**ARTIKEL:**
⟨
Pada September 2008, Yayasan sempat membentuk tim pengkaji dan penilai proyek, yang diketuai Ricky P. Gozali, dengan tujuh anggota. Tapi, menurut pengakuan mereka saat dimintai keterangan oleh auditor, semua anggota tim itu ternyata tidak memiliki kapasitas dan kompetensi sebagai pengkaji proyek. Mereka juga mengakui sempat ikut jalan-jalan ke Cina atas undangan Bahana di tengah proses pengkajian itu.
Akibatnya, tim itu hanya menyusun laporan kajian berdasarkan data yang disodorkan Bahana dalam proposal proyek. ”Saya tidak tahu bahwa kajian yang dibuat adalah prospektus dari Bahana yang 90 persen disalin oleh tim dan disampaikan ke pengurus,” kata Dudung dalam penjelasannya di hadapan auditor.
Edward Lubis tak membantah bahwa Bahana sempat mengajak tim itu ke Shanghai pada November 2009. ”Itu dalam rangka benchmarking dengan bank kustodian kami tentang implementasi produk private equity di pasar Cina,” katanya. ”Mereka bertemu dengan partner kami, Citibank.”
Pengawas Yayasan menganggap pembelian unit reksa dana ini pada dasarnya merupakan penyertaan langsung, sehingga memerlukan izin pembina, yakni Gubernur BI. ”Patut diduga pengurus YKKBI bersama manajer investasi merekondisi jenis investasi menjadi reksa dana, yang proses pembeliannya tidak membutuhkan persetujuan pembina,” demikian tertulis dalam laporan audit, yang hingga kini belum juga dibahas dalam rapat Dewan Gubernur BI tersebut.
⟩
**DATA TERSEDIA:**
⟨
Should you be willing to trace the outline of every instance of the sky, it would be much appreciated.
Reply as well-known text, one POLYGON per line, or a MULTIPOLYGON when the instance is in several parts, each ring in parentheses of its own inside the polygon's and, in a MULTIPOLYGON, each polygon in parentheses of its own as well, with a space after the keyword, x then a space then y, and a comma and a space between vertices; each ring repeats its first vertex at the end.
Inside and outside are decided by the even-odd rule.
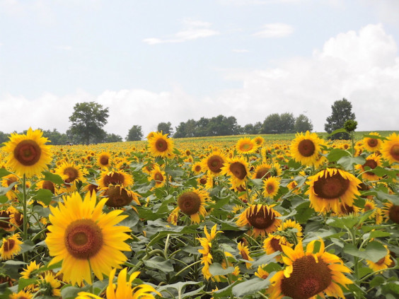
POLYGON ((272 113, 324 131, 335 101, 357 131, 399 129, 397 0, 0 0, 0 131, 104 129, 272 113))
⟩
**TUGAS LATIHAN:**
**1.** Sebutkan semua nama orang yang muncul dalam artikel tentang audit YKKBI.
**2.** Teruskan artikel tentang audit YKKBI itu, dimulai sesudah kalimat terakhirnya.
Daftar tersebut sama sekali tidak dipakai dalam latihan ini.

**JAWABAN SOAL:**
**1.** Ricky P. Gozali, Dudung, Edward Lubis

**2.**
Para pengawas Yayasan semakin ketar-ketir saat mereka menengok langsung proyek di Penajam. Mereka menemukan banyak target yang meleset jauh dari yang dijanjikan Bahana. ”Kami kaget. Ini proyek masih jauh dari beres,” kata salah satu anggota dewan pengawas kepada Tempo.
Karena itu, mereka curiga setelah melihat nilai aktiva bersih yang dilaporkan Bahana atas produk reksa dana ini. Berdasarkan laporan bank kustodian, Citibank NA, per 31 Januari 2011, nilai aktiva bersih mengalami peningkatan Rp 485 juta per unitnya, dari nilai semula Rp 5 miliar per satuan. ”Nilai ini tidak sejalan dengan kondisi PT Pelabuhan Penajam yang menjadi perusahaan target investasi, yang sampai saat ini mengalami kerugian kumulatif Rp 51,6 miliar dan belum beroperasi menurut rencana,” auditor menulis dalam laporannya.
”Kami sempat menanyakan ini ke Bahana,” kata Adam Srihono. Dari Bahana, Adam mendapat penjelasan bahwa mereka mendapat premium Rp 18 miliar dari masuknya investasi Dana Pensiun dan Yayasan Kesejahteraan Karyawan Telkom senilai Rp 122,5 miliar pada 2010. Kemudian, akhir tahun lalu, nilai investasi mereka kembali terdongkrak karena masuknya tanah milik Kamarudin ke pencatatan aset perusahaan. ”Kami investasi di sana setelah melakukan studi kelayakan. Proyek itu kami nilai prospektif,” kata Direktur Utama Dana Pensiun Telkom Rochiman Sukarno beberapa waktu lalu kepada Tempo.
Edward Lubis mengakui proyek di Penajam memang tak semulus yang diperkirakan. Kondisi lahan gambut yang tak stabil rupanya memerlukan penanganan yang tak murah. Modal yang tadinya dirancang Rp 450 miliar ternyata tak cukup untuk menyelesaikan target operasi yang sudah molor dua tahun lebih. Dari kalkulasinya, pelabuhan baru bisa siap sepenuhnya dengan biaya Rp 600 miliar. ”Karena itu, kami mau mencari tambahan modal dan mencari partner sejak Februari lalu.”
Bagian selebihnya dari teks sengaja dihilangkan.